**分析対象テキスト:**
+===+
2024.03.25
クリニック奮闘記
Vol.697 戦略的にレセプトを活用する
弊社がレセプト請求代行業を行っている理由が二つあります。
①レセプトを通じてクリニック経営を健全化すること
②医療事務スタッフの社会的地位の向上
単なる外注業務として捉えるのではく、クリニックの経営課題の解決と、医療事務の改革の両方をかかげて取り組んでいます。
本稿では、レセプトを経営に生かすことについて解説します。
全国に10万件のクリニックがありますが、そのうち6割は内科系のクリニックです。〇〇内科クリニックという総称は少なく、〇〇循環時内科、△△消化器内科、◇◇糖尿病内科というように専門分化されてきました。これはマーケットに競合が増えすぎているがゆえに、専門分化することで他院との差別化を図ろうとしている結果なのです。
それだけ競争が厳しくなっているということです。
今年度は医療保険の診療報酬と介護報酬が同時改定されますが、表向きプラス改定となっていますが、その内容は決して楽観しできるものではありません。日本国としての国家の財源を考えれば、容易なプラス改定などあり得ないと想像できます。
+===+
**抽出データ:**
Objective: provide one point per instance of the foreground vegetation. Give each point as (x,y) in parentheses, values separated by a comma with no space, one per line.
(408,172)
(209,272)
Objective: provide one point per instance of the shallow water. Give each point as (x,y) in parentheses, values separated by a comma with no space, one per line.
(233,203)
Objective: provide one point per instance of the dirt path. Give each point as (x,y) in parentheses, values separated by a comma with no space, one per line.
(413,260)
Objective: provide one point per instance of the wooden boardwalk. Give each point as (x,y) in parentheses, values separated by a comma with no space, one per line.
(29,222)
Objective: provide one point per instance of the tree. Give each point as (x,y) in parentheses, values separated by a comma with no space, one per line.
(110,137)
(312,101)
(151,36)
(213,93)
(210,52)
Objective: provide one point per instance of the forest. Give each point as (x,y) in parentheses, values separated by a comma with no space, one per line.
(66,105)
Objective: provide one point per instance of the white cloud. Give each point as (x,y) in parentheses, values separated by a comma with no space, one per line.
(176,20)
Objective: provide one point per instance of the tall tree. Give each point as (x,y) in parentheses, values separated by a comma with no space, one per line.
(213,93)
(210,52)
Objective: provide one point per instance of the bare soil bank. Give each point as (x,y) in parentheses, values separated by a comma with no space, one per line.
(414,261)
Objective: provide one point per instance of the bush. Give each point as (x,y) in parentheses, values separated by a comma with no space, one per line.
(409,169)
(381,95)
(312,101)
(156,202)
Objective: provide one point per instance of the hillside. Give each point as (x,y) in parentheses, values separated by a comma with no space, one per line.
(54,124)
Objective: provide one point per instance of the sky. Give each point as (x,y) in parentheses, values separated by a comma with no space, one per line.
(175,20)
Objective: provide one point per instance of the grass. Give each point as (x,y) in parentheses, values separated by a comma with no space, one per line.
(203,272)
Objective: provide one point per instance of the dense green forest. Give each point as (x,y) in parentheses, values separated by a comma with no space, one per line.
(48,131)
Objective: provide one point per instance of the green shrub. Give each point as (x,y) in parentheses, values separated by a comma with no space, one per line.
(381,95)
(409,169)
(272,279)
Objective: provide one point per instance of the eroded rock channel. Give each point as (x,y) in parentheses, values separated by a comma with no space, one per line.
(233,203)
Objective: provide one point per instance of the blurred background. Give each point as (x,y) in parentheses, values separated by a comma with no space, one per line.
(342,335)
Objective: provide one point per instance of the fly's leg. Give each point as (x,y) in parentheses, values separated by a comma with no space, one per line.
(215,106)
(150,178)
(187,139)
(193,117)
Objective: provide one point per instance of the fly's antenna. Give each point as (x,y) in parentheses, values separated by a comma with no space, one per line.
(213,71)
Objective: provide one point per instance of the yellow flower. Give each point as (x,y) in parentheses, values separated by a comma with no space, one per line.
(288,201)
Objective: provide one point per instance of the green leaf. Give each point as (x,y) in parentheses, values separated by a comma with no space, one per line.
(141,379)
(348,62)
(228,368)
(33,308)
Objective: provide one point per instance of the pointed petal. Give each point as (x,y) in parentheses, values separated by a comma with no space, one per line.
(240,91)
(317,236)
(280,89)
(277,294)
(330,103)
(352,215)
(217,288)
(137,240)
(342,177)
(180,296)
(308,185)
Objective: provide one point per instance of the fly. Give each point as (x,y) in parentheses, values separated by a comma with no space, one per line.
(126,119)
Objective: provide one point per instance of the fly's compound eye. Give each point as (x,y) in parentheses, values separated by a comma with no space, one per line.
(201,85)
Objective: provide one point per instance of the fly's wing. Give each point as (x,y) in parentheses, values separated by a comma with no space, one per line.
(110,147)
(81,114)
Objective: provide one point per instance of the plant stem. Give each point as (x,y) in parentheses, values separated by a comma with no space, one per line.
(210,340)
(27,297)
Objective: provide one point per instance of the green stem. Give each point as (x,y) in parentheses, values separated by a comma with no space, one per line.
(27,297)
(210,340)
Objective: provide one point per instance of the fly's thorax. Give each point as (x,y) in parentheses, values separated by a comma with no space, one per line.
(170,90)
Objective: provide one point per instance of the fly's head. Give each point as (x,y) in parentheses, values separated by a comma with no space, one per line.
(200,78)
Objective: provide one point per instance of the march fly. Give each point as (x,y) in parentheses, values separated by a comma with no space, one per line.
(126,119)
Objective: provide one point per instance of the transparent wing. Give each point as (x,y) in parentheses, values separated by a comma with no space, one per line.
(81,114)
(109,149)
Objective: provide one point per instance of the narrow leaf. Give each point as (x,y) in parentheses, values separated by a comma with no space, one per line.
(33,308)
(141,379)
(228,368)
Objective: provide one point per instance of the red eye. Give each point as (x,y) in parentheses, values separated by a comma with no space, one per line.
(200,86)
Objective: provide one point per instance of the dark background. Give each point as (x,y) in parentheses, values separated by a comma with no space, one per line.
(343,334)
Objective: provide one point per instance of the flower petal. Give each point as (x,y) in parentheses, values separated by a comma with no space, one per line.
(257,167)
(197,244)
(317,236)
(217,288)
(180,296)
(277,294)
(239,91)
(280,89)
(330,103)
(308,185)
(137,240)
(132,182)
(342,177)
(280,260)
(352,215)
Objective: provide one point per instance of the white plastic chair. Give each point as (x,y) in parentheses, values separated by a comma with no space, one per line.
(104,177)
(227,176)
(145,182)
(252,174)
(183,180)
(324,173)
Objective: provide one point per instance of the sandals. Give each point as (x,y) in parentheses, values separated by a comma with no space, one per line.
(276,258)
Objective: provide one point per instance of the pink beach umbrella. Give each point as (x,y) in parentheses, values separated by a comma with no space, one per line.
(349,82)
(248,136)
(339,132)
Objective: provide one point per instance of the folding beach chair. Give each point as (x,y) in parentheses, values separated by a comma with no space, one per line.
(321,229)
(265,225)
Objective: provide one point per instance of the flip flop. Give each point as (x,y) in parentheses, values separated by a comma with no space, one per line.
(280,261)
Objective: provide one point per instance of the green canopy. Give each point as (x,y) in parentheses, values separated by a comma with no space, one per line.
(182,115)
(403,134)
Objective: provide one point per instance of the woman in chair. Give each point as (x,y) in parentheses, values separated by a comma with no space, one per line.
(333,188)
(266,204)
+===+
**タスク指示:**
レセプト活用についての文章をもとに、次の問いに答えてください。
1. 弊社がレセプト請求代行業を行っている理由として挙げられている二つは何ですか。
2. 全国のクリニックの件数と、そのうち内科系が占める割合はいくつですか。
3. 今年度に同時改定されるとされている二つの報酬は何ですか。

**タスク回答:**
1. レセプトを通じてクリニック経営を健全化すること、医療事務スタッフの社会的地位の向上
2. 10万件、6割
3. 医療保険の診療報酬と介護報酬